Предсказание кликов рекламы: прохождение интервью¶

~4 минуты чтения

Предварительно: Определение задачи | Компоненты системы

Кейс "Design Ad Click Prediction" (CTR prediction) -- один из самых частых на ML System Design интервью в Google, Meta, Amazon, TikTok. Уникальная сложность: нужно одновременно обеспечить калибровку (для аукциона), latency <10ms (для real-time serving), и масштаб 1M+ QPS. Интервьюер ожидает конкретику по модели (DCN/DeepFM), features (cross features!), calibration, и cold start handling.

Interview Framework (45-60 min)¶

0-5 min:   Clarifying questions
5-15 min:  High-level design
15-30 min: Deep dive (model architecture, features)
30-45 min: Scaling & calibration
45-60 min: Extensions & Q&A

Step 1: Clarifying Questions (5 min)¶

**Scope:**
- What type of ads? (search, display, video)
- What platform? (social feed, search results, content site)

**Scale:**
- QPS for ad requests?
- Number of ads in inventory?
- Latency requirement?

**Business:**
- Auction type? (CPC, CPM)
- Multi-objective? (CTR + conversion)
- Privacy constraints?

**Data:**
- What user data available?
- Historical data volume?
- Feature refresh frequency?
══════════════════════════════
> Список задач:
a) Перепишите из текста о предсказании кликов рекламы фрагмент между "Step 1: Clarifying" и "type? (CPC, CPM)" включительно, без единого изменения.
b) Пожалуйста, соберите из листинга все строки, в которых встречается слово "metal".

> Предоставленный листинг:
══════════════════════════════
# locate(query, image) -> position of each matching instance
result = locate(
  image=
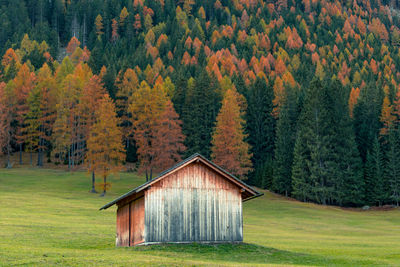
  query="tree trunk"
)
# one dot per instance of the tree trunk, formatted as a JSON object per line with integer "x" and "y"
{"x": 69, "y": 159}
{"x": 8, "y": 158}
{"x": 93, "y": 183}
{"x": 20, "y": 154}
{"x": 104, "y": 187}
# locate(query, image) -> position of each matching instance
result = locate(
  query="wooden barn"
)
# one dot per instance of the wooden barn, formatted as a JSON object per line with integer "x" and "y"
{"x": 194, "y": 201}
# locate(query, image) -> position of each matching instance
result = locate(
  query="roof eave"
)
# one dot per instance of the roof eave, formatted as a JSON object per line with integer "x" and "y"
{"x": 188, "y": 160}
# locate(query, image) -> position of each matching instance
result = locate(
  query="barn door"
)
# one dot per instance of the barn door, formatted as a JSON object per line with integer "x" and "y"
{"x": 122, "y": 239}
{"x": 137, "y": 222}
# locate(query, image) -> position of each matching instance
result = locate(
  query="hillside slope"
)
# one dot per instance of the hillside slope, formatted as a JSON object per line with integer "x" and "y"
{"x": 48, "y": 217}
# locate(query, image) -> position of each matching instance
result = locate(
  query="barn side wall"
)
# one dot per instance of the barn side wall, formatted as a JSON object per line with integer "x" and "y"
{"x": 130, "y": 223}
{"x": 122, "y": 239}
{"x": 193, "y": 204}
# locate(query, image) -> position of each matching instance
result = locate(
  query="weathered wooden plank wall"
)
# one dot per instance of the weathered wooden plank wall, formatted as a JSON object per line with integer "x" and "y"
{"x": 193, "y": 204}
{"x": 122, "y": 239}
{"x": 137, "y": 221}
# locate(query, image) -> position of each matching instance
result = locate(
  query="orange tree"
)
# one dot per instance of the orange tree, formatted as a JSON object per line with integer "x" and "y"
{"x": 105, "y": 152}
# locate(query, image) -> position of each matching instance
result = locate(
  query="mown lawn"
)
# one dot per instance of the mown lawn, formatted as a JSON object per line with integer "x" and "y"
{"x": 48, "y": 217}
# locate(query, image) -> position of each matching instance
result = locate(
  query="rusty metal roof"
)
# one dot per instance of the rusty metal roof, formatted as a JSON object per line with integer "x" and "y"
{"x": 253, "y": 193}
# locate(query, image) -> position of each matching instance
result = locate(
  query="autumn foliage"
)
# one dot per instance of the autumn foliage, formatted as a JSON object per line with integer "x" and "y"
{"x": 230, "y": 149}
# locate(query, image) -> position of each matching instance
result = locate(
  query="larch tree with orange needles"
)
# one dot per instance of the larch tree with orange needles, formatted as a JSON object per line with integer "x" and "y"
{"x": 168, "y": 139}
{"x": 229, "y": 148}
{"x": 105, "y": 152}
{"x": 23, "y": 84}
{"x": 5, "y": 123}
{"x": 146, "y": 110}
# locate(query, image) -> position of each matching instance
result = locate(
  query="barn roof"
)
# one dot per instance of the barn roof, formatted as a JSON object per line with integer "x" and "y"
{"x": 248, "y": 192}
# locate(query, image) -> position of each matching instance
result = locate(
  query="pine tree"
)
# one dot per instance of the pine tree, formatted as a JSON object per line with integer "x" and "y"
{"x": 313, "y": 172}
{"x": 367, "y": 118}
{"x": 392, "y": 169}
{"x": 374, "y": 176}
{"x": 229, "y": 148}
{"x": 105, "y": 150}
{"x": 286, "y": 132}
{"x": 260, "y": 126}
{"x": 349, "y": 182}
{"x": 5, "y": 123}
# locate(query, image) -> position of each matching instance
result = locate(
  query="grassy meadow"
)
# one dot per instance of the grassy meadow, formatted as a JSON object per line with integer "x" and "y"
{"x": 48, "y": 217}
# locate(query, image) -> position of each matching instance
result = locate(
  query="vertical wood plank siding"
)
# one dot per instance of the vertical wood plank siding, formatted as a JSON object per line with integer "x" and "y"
══════════════════════════════
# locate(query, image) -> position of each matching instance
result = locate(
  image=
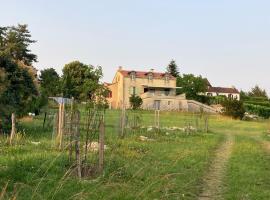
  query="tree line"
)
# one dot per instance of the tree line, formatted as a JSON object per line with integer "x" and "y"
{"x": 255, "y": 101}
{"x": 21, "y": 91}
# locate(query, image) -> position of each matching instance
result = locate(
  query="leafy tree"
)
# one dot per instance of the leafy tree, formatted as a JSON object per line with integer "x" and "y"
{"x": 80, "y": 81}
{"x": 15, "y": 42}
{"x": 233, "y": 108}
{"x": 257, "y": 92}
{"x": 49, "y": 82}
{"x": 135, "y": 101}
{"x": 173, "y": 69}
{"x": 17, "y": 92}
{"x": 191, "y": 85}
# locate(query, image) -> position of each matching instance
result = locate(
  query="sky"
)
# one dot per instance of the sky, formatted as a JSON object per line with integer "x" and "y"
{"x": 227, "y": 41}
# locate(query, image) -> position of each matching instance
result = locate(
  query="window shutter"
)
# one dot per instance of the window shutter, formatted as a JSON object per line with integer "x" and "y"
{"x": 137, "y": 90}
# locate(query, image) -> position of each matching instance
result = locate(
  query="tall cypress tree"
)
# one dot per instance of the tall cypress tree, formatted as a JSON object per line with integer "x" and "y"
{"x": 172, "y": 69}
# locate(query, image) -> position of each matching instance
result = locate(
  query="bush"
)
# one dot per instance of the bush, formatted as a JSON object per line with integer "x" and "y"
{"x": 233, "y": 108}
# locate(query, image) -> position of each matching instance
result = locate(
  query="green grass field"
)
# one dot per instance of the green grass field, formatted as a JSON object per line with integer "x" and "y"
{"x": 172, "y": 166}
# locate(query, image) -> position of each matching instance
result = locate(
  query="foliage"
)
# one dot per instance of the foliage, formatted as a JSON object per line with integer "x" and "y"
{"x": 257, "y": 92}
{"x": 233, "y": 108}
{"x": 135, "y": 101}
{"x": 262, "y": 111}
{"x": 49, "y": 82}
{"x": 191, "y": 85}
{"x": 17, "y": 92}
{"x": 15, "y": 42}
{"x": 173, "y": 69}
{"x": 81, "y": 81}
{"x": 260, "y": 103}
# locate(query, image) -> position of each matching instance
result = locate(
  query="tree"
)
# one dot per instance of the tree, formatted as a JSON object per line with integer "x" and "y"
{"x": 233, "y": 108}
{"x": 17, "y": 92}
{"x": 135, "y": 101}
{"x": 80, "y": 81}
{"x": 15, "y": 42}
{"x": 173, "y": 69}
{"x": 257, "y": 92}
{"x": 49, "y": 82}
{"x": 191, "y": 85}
══════════════════════════════
> Ответы к упражнениям:
a)
Step 1: Clarifying Questions (5 min)¶

**Scope:**
- What type of ads? (search, display, video)
- What platform? (social feed, search results, content site)

**Scale:**
- QPS for ad requests?
- Number of ads in inventory?
- Latency requirement?

**Business:**
- Auction type? (CPC, CPM)

b)
  query="rusty metal roof"
# one dot per instance of the rusty metal roof, formatted as a JSON object per line with integer "x" and "y"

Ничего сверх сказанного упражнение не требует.